# [WHAT NEEDS TO BE DONE]
Return the records below line for line, word for word, leaving out the pictures.

# [GIVEN ENTRIES]
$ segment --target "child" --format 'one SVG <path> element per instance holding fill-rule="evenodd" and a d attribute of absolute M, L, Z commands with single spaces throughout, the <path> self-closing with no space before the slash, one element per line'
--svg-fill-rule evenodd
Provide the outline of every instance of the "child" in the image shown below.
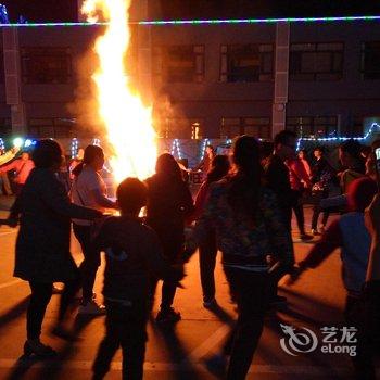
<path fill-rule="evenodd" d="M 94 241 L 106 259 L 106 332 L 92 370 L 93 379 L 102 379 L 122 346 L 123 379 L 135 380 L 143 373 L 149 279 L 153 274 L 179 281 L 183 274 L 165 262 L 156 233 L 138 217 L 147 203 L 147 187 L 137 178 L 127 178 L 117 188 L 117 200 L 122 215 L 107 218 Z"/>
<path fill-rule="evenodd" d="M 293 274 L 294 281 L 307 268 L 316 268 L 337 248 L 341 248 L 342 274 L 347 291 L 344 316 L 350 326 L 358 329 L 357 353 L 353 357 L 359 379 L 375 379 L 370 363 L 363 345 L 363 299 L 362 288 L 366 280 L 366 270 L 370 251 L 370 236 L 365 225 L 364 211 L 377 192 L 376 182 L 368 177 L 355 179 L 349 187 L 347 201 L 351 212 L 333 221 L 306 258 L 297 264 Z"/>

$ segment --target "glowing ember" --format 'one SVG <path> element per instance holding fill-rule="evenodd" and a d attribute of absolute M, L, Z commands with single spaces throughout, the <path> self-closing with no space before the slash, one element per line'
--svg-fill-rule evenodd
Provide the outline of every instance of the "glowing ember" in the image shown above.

# [OUTPUT FOR THIS EXERCISE]
$ segment --target "child" --format 'one SVG <path> element per instance holding fill-rule="evenodd" and a d attribute of absolute M, L, Z commands with single spaces throughout, the <path> self-closing with no space before the slash, one element per line'
--svg-fill-rule evenodd
Provide the outline of every instance of the "child" in the image shown below.
<path fill-rule="evenodd" d="M 94 241 L 106 259 L 106 332 L 92 370 L 93 379 L 102 379 L 122 346 L 123 379 L 135 380 L 143 373 L 149 279 L 153 274 L 179 281 L 183 274 L 165 262 L 156 233 L 138 217 L 147 203 L 147 187 L 137 178 L 127 178 L 117 188 L 117 200 L 122 215 L 107 218 Z"/>
<path fill-rule="evenodd" d="M 293 274 L 294 281 L 307 268 L 316 268 L 337 248 L 341 248 L 342 274 L 347 291 L 344 316 L 350 326 L 358 329 L 357 353 L 353 357 L 359 379 L 375 379 L 370 363 L 363 345 L 363 299 L 362 288 L 366 280 L 366 270 L 370 251 L 370 236 L 365 225 L 364 211 L 377 192 L 376 182 L 368 177 L 355 179 L 349 187 L 347 201 L 351 212 L 333 221 L 306 258 L 297 264 Z"/>

$ segment --target "glowing ember" --format 'one SVG <path> element per instance holding fill-rule="evenodd" and a d attribute of absolute M, L, Z commands with single spaces throughout, the <path> self-closing with no space before the slash, one element per line'
--svg-fill-rule evenodd
Provide the outline of every instance of the "glowing ember" in the image shown above.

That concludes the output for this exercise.